- **REQUIRED WORK**
Can you recast the records below as a Markdown table with columns headed Row and Line, beginning at the first line and stopping after the line that contains "310L517 365L379 372L496"? Number each row and leave out any blank lines.

--- START ---

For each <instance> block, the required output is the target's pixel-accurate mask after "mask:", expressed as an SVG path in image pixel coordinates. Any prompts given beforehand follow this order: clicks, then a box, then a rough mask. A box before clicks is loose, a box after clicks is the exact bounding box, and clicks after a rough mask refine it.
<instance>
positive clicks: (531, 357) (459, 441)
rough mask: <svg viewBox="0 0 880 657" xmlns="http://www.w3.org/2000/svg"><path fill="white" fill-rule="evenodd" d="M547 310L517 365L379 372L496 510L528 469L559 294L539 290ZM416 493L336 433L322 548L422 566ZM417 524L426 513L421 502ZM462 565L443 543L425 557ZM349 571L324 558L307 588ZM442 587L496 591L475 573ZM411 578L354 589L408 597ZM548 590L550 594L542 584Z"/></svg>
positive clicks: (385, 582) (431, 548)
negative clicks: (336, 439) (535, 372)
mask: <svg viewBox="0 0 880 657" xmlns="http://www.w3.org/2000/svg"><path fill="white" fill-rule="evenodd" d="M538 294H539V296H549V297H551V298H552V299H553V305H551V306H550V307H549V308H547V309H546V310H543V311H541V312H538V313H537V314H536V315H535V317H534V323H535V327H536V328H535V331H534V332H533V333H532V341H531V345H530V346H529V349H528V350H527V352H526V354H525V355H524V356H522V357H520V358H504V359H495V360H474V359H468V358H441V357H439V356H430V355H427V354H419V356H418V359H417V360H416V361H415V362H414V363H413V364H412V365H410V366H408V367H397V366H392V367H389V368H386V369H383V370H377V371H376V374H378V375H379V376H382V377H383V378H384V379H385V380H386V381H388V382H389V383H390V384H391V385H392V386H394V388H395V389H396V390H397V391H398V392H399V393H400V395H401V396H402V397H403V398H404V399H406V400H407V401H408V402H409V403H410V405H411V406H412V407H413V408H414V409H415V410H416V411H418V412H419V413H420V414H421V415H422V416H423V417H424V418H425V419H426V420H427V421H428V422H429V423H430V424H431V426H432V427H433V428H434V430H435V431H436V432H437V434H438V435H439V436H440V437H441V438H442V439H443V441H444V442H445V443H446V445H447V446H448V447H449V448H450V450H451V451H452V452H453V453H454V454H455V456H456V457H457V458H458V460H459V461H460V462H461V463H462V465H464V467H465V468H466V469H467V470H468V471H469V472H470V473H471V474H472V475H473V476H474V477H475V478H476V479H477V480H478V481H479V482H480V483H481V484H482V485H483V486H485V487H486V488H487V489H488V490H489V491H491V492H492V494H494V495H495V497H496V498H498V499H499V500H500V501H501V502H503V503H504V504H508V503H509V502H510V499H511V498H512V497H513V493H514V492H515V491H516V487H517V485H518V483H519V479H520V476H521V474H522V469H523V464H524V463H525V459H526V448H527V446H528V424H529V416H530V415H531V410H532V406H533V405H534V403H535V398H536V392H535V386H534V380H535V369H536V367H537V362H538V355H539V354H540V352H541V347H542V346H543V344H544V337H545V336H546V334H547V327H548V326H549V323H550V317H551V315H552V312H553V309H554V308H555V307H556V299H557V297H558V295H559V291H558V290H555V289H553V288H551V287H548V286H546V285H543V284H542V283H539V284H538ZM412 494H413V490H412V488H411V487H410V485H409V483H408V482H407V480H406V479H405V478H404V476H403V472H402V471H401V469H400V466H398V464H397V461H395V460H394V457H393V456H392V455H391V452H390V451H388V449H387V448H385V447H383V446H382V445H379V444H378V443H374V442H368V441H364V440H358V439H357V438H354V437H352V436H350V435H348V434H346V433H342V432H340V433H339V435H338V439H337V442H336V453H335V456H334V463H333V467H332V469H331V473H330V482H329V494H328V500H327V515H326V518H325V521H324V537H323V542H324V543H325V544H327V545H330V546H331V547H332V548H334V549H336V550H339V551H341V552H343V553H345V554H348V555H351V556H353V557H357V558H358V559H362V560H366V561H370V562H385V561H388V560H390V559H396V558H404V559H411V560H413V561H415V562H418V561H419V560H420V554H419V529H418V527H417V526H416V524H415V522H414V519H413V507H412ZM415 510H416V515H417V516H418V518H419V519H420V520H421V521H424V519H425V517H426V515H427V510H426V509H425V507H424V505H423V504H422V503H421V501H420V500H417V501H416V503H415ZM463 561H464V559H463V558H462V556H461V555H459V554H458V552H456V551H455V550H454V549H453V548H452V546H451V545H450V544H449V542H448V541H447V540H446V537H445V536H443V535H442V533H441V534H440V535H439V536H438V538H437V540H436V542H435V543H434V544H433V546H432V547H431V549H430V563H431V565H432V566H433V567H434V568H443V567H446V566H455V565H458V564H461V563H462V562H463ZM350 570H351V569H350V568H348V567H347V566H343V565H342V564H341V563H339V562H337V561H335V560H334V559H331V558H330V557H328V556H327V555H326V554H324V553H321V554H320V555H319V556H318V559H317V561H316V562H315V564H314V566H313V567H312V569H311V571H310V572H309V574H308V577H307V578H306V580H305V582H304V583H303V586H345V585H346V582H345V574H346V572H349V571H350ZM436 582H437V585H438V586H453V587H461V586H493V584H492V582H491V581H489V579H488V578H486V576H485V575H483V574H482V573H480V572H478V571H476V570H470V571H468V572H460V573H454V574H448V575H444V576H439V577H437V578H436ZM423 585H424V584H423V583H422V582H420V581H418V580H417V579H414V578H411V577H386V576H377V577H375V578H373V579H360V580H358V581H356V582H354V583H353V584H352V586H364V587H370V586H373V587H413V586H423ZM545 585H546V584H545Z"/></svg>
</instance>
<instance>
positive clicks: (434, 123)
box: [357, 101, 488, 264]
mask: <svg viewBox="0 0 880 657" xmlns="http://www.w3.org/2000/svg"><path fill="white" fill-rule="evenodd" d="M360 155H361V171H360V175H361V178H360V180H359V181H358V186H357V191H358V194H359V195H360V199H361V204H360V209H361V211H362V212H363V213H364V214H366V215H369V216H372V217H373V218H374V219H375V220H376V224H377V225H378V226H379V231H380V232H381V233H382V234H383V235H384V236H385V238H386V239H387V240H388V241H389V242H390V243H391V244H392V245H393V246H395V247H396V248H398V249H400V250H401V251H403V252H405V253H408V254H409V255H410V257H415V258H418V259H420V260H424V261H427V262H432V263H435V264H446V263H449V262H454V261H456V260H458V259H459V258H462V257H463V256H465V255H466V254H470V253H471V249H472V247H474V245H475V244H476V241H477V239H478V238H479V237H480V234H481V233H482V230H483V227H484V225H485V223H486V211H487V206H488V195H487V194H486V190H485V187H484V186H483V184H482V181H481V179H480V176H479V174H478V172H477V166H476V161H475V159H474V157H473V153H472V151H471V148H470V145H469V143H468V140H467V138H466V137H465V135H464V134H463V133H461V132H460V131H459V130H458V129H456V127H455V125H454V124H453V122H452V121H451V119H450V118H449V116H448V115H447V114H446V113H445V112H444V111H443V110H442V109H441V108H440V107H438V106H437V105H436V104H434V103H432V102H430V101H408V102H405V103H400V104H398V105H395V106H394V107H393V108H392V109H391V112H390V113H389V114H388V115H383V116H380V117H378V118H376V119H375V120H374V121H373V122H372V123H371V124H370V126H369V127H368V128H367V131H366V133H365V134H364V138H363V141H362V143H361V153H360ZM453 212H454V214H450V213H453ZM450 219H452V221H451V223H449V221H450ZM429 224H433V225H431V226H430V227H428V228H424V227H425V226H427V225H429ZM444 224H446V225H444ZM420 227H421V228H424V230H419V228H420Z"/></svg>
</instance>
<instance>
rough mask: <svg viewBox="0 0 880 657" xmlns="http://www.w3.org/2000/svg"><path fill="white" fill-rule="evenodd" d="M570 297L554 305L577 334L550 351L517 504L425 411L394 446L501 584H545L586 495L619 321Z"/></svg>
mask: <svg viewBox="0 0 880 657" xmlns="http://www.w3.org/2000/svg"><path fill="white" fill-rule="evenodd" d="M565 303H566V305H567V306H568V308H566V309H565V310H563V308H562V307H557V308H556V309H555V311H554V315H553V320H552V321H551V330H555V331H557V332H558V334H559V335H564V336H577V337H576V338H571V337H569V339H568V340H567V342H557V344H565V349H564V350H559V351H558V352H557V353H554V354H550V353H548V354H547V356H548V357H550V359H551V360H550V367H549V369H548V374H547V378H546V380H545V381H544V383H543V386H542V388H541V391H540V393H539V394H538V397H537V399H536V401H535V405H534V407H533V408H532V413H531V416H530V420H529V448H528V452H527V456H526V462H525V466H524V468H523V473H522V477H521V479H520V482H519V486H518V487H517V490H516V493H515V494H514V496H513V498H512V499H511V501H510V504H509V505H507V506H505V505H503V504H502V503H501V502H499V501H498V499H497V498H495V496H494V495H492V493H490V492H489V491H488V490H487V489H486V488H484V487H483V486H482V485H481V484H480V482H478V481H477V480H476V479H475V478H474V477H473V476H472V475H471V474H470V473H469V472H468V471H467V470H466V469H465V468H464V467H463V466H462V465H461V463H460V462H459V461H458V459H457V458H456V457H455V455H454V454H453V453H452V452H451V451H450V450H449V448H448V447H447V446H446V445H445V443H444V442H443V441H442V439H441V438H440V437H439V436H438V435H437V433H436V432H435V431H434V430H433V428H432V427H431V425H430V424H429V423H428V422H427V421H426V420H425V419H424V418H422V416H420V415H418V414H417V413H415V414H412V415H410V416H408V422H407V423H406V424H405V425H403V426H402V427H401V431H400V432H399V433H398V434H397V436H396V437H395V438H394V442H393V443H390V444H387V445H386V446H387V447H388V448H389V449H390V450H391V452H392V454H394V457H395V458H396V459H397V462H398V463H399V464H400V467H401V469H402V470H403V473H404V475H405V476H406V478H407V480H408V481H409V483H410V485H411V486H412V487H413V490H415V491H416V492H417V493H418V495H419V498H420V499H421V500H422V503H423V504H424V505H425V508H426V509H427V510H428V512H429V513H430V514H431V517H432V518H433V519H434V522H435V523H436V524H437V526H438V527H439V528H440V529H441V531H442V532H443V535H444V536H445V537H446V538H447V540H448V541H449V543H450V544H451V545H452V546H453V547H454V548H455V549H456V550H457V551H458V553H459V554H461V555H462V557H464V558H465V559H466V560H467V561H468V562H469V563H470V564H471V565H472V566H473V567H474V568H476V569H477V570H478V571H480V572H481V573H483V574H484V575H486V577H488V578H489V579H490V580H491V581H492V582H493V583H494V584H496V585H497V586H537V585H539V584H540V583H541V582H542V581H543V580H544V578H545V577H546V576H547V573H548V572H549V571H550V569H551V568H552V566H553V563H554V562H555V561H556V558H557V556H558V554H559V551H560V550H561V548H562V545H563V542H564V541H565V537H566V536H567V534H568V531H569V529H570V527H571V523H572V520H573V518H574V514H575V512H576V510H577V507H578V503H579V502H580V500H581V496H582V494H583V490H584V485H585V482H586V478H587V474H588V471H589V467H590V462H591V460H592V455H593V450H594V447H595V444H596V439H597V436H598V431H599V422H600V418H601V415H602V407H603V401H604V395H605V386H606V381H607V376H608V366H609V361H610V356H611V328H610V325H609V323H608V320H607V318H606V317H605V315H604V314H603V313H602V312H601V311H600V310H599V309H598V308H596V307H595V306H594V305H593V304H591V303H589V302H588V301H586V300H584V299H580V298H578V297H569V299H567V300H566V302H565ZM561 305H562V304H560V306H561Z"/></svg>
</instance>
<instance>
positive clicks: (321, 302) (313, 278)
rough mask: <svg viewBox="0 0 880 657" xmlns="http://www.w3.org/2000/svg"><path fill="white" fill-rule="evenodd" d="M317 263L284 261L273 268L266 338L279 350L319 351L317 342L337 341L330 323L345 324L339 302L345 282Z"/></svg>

--- END ---

- **ANSWER BOX**
| Row | Line |
|---|---|
| 1 | For each <instance> block, the required output is the target's pixel-accurate mask after "mask:", expressed as an SVG path in image pixel coordinates. Any prompts given beforehand follow this order: clicks, then a box, then a rough mask. A box before clicks is loose, a box after clicks is the exact bounding box, and clicks after a rough mask refine it. |
| 2 | <instance> |
| 3 | positive clicks: (531, 357) (459, 441) |
| 4 | rough mask: <svg viewBox="0 0 880 657" xmlns="http://www.w3.org/2000/svg"><path fill="white" fill-rule="evenodd" d="M547 310L517 365L379 372L496 510L528 469L559 294L539 290ZM416 493L336 433L322 548L422 566ZM417 524L426 513L421 502ZM462 565L443 543L425 557ZM349 571L324 558L307 588ZM442 587L496 591L475 573ZM411 578L354 589L408 597ZM548 590L550 594L542 584Z"/></svg> |